## Vorgegebener Text
+++
Wenn immer mich Leute fragen, warum ich von Norden nach Süden wandere und nicht umgekehrt, so weiss ich auf all ihre überzeugenden Argumente nur eins: Es zieht mich immer nach Süden. Dabei wäre es einsichtig, im Frühling im Süden Italiens zu starten und im Herbst in den angenehmen Temperaturen des Nordens zu wandern. Statt ins ausgetrocknete Sizilien hinunter zu wandern.
Und doch schien es mir, beim Barmelhof angekommen, dass ich vielleicht falsch lag. Gestern hatte ich bis zum Verwünschen erlebt, dass am Montag im Baselbiet alle Beizen geschlossen sind. Ich tröstete mich damit, dass ich am Dienstag dann offene Häuser fände. Doch offenbar ist es im Aargau anders – hier ist am Dienstag alles geschlossen, auf dem Land zumindest. Auch der Barmelhof, diese leicht verkommene Bauernwirtschaft, hinter der kleine Katzen spielten, wo auf den Tischen noch volle Aschenbecher und leere Kaffi-Fertig-Gläser standen. Hatte vielleicht doch die falsche Richtung gewählt. Aber ob ich ausgerechnet an einem Montag durch den Aargau und am Dienstag durchs Baselbiet gekommen wäre – wer weiss…
Der Spaziergang von der Schafmatt herunter, der Barmelhof – das hatte mir so ein bisschen einen Frieden gegeben. Dann kam ich nach Erlinsbach, ins erste Dorf südlich des Juras. Viele Leute haben ihr Häuschen gebaut hier, und viele andere auf dem Weg nach Aarau. Auf meiner ganzen bisherigen Reise habe ich nirgends ein solches Durcheinander von Baustilen gesehen. Was heisst schon Stil? Es ist eine Geschmacklosigkeit, was Bauherren und Architekten in die Landschaft hineinstellen. Wo immer ich durchgekommen bin, da hatte ich eine gewisse Eigenheit der Häuser erkannt. Bei den alten Gebäuden sowieso. In Schottland, Südengland, der Bretagne, im Loire-Tal und wo auch immer haben die lokal vorhanden Materialien, das Klima oder auch die Art der ländlichen Wirtschaftsform den Baustil geprägt. Wie bei uns wohl auch. Neubauten unterscheiden sich zwar durchaus von den alten Häusern, aber die Formen variieren in einer gewissen Bandbreite.
+++
## Aufgabe
Prüfe, ob die folgenden Aussagen mit dem Wanderbericht übereinstimmen: (a) Im Baselbiet sind am Montag alle Beizen geschlossen. (b) Der Barmelhof hatte am Dienstag geöffnet. (c) Erlinsbach ist das erste Dorf südlich des Juras. Antworte jeweils mit Ja oder Nein und zitiere die entscheidenden Worte des Wanderberichts wörtlich.

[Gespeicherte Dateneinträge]
+++
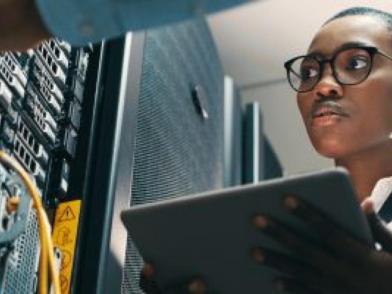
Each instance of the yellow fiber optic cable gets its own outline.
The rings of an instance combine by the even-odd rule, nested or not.
[[[48,259],[54,293],[61,294],[58,273],[55,265],[49,221],[42,207],[39,193],[29,175],[18,162],[1,150],[0,150],[0,162],[7,166],[11,167],[18,173],[25,185],[29,194],[33,198],[34,206],[36,209],[41,242],[39,271],[40,294],[47,294],[47,270]]]

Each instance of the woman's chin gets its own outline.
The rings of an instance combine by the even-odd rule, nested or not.
[[[337,142],[323,142],[323,143],[313,144],[313,147],[321,156],[328,158],[341,158],[350,152],[347,149],[343,148],[341,144]]]

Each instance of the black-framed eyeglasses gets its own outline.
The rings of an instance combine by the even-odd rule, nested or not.
[[[330,59],[315,54],[301,55],[285,63],[287,79],[297,92],[311,91],[321,80],[326,63],[329,63],[335,79],[341,85],[354,85],[365,80],[372,71],[373,58],[380,54],[392,61],[392,58],[376,47],[356,46],[341,49]]]

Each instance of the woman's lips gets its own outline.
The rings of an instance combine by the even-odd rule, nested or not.
[[[325,126],[335,125],[341,122],[347,116],[331,113],[327,113],[319,116],[315,116],[312,120],[313,126]]]
[[[314,105],[312,111],[312,124],[314,126],[330,125],[349,117],[341,106],[335,101],[327,101]]]

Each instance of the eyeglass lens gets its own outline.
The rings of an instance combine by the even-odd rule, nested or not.
[[[320,62],[308,56],[296,60],[292,64],[289,78],[292,87],[300,92],[311,90],[320,80]],[[341,84],[354,85],[363,82],[371,67],[371,56],[366,50],[352,48],[340,51],[333,60],[336,78]]]

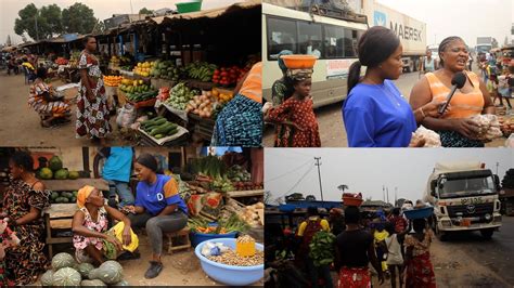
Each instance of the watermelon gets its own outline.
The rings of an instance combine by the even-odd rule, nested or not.
[[[68,179],[68,170],[66,169],[59,169],[55,173],[54,173],[54,178],[57,179],[57,180],[66,180]]]
[[[99,279],[94,279],[94,280],[82,280],[80,283],[80,286],[97,286],[97,287],[107,287],[107,285],[105,285],[105,283],[99,280]]]
[[[69,171],[68,179],[77,180],[80,174],[77,171]]]
[[[50,180],[53,178],[53,172],[50,168],[44,167],[39,170],[39,178],[43,180]]]
[[[50,158],[50,161],[48,161],[48,167],[52,169],[52,171],[61,170],[63,169],[63,161],[57,156],[53,156]]]
[[[107,285],[120,282],[123,276],[124,269],[114,260],[105,261],[100,265],[100,267],[93,269],[89,272],[90,279],[100,279]]]
[[[80,263],[75,265],[75,269],[82,275],[82,279],[88,278],[89,272],[94,269],[91,263]]]
[[[118,282],[118,283],[115,283],[115,284],[113,284],[113,285],[111,285],[111,286],[130,286],[130,284],[129,284],[127,280],[124,279],[124,280],[120,280],[120,282]]]
[[[53,271],[49,270],[44,272],[44,274],[41,276],[41,285],[42,286],[52,286],[53,284]]]
[[[53,274],[53,286],[79,286],[82,277],[80,273],[70,267],[60,269]]]
[[[73,256],[65,252],[57,253],[52,258],[52,269],[54,271],[57,271],[64,267],[73,267],[75,266],[75,264],[76,262]]]
[[[52,194],[50,194],[50,199],[55,200],[56,198],[59,198],[59,192],[52,192]]]

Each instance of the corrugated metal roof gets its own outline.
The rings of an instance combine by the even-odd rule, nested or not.
[[[261,4],[260,0],[248,0],[245,2],[232,4],[230,6],[203,10],[198,12],[191,12],[191,13],[184,13],[184,14],[172,14],[172,15],[167,15],[167,16],[153,17],[151,19],[155,22],[156,24],[162,24],[165,21],[174,21],[174,19],[193,19],[193,18],[202,18],[202,17],[215,18],[222,15],[227,10],[229,10],[232,6],[252,8],[252,6],[257,6],[260,4]]]

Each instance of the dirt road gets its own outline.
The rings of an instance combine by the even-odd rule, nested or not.
[[[52,82],[54,87],[64,84]],[[28,106],[29,86],[24,83],[23,75],[5,75],[0,71],[0,139],[2,146],[91,146],[88,139],[75,138],[76,105],[72,106],[72,122],[59,128],[42,128],[38,114]],[[67,90],[66,99],[74,99],[77,90]],[[115,128],[115,119],[111,119]],[[107,139],[110,145],[130,144],[120,140],[117,130]]]
[[[395,81],[400,92],[409,99],[412,87],[419,79],[417,73],[409,73],[400,76]],[[322,147],[347,147],[348,140],[346,136],[345,126],[342,117],[342,103],[332,104],[316,109],[316,117],[320,128],[321,146]],[[264,134],[262,145],[265,147],[273,146],[273,128],[268,127]],[[505,139],[499,139],[488,143],[487,147],[503,146]]]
+++
## Gelöste Aufgabe
(a) Ja: „dass am Montag im Baselbiet alle Beizen geschlossen sind“
(b) Nein: „hier ist am Dienstag alles geschlossen, auf dem Land zumindest. Auch der Barmelhof“
(c) Ja: „Dann kam ich nach Erlinsbach, ins erste Dorf südlich des Juras.“